◆ Fragmento facilitado:
* * * *

Para ello, parte de un tema central, que es el motor de la obra: la envidia que el protagonista, Joaquín Monegro, siente por Abel Sánchez. Esta envidia es un reflejo del primer pecado capital que aparece en la Biblia y que llevó a Caín a matar a Abel en el Génesis. Unamuno no rehuye la referencia, sino que en esta obra articula una revisión y actualización del mito, dando origen a una de sus historias más realistas. Es más, la historia bíblica aparece mencionada en varias ocasiones en la novela.

Este enfrentamiento cainita es un tópico que a finales del siglo XIX y principios del XX sirvió como modelo para representar la lucha entre dos tipos distintos de entender España políticamente. Una idea que también nos mostraba Antonio Machado (1875-1939) en uno de sus proverbios más famosos. Aunque el poeta nos mostró también la envidia como una pasión que corría el alma del pueblo español a ojos de los intelectuales españoles en su magnífico romance La tierra de Alvargonzález, recogido en Campos de Castilla (1912), alejado de cualquier cariz político. En efecto, Unamuno ahonda a lo largo de toda esta novela en la historia de una pasión desmedida, que corroe la mente y el espíritu de Joaquín.

Duelo a garrotazos, de Francisco de Goya (1746-1828)

* * * *

◆ Consigna 1: Explique, en una a tres oraciones y según el fragmento sobre la novela de Unamuno, qué vínculo establece la obra entre la envidia de Joaquín Monegro y el relato bíblico.
◆ Consigna 2: Según el fragmento sobre la novela de Unamuno, ¿en qué libro de Antonio Machado está recogido el romance La tierra de Alvargonzález?
◆ Consigna 3: Prosiga el fragmento sobre la novela de Unamuno a partir del punto en que se interrumpe.
Los registros constituyen un material aparte, independiente del fragmento.

* * * *

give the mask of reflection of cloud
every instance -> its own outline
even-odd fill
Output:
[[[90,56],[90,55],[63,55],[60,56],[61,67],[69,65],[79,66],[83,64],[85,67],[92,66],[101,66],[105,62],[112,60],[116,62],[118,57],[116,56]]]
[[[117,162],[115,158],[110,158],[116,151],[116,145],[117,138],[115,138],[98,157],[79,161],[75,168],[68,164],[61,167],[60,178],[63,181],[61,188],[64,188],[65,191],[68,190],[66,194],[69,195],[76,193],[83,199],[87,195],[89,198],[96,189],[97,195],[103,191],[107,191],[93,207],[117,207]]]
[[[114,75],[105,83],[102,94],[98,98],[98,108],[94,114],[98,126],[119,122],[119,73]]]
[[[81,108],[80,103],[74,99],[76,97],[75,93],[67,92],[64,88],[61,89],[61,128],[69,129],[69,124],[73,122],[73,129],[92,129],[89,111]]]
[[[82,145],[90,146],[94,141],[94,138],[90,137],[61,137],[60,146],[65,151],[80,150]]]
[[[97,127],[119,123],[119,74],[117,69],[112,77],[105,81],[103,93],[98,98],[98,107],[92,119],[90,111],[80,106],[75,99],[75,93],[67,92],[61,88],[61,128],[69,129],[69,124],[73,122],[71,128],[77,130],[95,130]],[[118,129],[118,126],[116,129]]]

* * * *

◆ Respuesta 1: La envidia que Joaquín Monegro siente por Abel Sánchez es un reflejo del primer pecado capital de la Biblia, el que llevó a Caín a matar a Abel en el Génesis. Unamuno no rehúye esa referencia, sino que revisa y actualiza el mito, y la historia bíblica aparece mencionada en varias ocasiones en la novela.

◆ Respuesta 2: En Campos de Castilla (1912).

◆ Respuesta 3:
Mediante el recurso del manuscrito encontrado, dando voz a su protagonista, nos muestra una confesión de tono íntimo, en el que Joaquín narra los hechos y sus reflexiones desde un futuro en que la historia ya ha concluido. Esto nos permite abordar el retrato psicológico de un individuo atormentado por la culpa, la envidia y la ira, un retrato que está inundado de pensamientos en torno al peso de la opinión ajena y a la interpretación que damos a las acciones de los demás. Es decir, en cómo podemos convertir desde nuestra óptica un hecho particular en una cuestión bondadosa o maléfica según la interpretación que queramos darle. Incluso la forma en que Joaquín proyecta en los demás los defectos que sabe que anidan en sí mismo; así, mantiene continuamente la duda de si Abel también le envidia y le odia, a pesar de que durante la novela se subraya siempre la idea de que su amigo le estimaba de verdad y no veía nunca en Joaquín la sombra de ese rencor. Sin embargo, Abel sí reconocía que detrás de la fachada fría e irónica de su amigo había un alma anclada a una pasión tremenda que le estaría devorando por dentro, dado que no era capaz de extraerla y sacarla hacia fuera, pero ignorando que él fuera la causa de esa pasión desmedida.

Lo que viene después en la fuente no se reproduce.